● **Work to be completed**:
Some lines in the material below hold the word "water". Copy all of them.

● **Exercise data**:
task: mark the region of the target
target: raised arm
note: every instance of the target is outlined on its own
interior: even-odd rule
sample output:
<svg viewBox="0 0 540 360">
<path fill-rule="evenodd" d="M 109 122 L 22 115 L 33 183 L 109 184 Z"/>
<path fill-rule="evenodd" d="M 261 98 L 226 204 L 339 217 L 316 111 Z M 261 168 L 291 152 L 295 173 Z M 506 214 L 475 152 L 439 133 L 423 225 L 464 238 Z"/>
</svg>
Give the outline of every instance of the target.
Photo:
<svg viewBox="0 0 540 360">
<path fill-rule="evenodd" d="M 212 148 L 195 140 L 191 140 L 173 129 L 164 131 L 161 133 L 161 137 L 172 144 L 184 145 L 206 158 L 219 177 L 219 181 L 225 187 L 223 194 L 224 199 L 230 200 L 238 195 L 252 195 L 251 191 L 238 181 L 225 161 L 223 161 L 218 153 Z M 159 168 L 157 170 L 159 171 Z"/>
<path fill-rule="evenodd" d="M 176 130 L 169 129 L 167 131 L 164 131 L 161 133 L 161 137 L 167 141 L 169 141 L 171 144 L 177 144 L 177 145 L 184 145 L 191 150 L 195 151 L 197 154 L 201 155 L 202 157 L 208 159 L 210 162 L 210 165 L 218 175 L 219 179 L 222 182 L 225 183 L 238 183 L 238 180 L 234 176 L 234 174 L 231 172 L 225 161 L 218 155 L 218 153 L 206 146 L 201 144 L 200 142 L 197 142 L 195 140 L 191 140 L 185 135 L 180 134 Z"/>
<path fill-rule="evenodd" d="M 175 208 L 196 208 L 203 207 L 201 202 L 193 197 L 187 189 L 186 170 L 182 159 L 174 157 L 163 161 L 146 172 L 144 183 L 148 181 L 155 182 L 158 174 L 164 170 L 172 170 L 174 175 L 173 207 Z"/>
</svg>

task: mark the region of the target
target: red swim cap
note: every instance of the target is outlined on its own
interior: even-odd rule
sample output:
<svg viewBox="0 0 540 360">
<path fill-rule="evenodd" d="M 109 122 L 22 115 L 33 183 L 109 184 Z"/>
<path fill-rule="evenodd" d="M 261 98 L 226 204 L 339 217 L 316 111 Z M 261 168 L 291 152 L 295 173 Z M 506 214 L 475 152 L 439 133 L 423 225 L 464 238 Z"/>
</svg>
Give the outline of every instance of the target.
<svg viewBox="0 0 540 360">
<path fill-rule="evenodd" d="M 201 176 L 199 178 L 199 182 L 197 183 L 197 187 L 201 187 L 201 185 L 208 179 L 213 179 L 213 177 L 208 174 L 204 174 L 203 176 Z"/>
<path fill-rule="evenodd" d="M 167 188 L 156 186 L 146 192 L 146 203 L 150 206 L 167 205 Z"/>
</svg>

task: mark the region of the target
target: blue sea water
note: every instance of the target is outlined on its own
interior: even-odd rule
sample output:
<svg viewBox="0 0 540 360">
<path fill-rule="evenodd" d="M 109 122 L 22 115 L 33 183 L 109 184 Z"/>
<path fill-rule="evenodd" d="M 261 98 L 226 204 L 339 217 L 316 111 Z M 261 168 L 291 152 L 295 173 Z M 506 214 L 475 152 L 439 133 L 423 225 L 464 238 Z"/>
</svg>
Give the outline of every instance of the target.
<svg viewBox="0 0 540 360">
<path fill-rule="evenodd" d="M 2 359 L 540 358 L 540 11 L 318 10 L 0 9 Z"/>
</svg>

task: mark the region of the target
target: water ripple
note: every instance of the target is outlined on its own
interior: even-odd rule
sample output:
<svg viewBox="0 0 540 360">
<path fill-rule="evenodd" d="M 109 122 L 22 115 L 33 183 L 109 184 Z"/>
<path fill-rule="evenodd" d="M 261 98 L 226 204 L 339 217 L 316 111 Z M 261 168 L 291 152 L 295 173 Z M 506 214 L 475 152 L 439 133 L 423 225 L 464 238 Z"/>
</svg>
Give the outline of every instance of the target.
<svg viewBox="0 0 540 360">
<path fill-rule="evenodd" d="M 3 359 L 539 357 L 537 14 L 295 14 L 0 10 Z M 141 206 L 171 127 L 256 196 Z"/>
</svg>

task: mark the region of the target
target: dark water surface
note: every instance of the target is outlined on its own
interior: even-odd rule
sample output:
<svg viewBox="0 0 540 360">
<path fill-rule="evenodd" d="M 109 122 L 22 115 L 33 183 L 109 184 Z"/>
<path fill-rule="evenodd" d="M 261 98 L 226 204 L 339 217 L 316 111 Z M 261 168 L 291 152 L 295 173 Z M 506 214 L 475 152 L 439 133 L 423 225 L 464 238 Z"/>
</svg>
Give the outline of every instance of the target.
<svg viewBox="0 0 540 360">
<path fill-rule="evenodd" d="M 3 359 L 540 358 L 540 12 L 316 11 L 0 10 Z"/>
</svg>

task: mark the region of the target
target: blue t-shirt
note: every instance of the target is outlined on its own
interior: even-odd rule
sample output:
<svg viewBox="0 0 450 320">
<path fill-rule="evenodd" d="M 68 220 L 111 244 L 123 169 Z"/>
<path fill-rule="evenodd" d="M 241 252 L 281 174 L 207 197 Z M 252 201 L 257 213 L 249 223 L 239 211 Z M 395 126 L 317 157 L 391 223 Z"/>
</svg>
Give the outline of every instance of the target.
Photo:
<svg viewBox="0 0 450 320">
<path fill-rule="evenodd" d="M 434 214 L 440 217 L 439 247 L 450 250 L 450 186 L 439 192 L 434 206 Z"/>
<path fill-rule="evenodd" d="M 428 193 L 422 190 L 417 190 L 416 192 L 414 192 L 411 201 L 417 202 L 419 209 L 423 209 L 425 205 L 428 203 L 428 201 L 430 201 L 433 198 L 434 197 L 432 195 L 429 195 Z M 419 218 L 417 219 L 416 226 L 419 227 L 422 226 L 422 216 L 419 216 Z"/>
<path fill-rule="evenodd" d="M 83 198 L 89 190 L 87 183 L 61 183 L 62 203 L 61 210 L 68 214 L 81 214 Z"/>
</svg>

● **Written response**:
target: blue sea water
target: water ripple
target: dark water surface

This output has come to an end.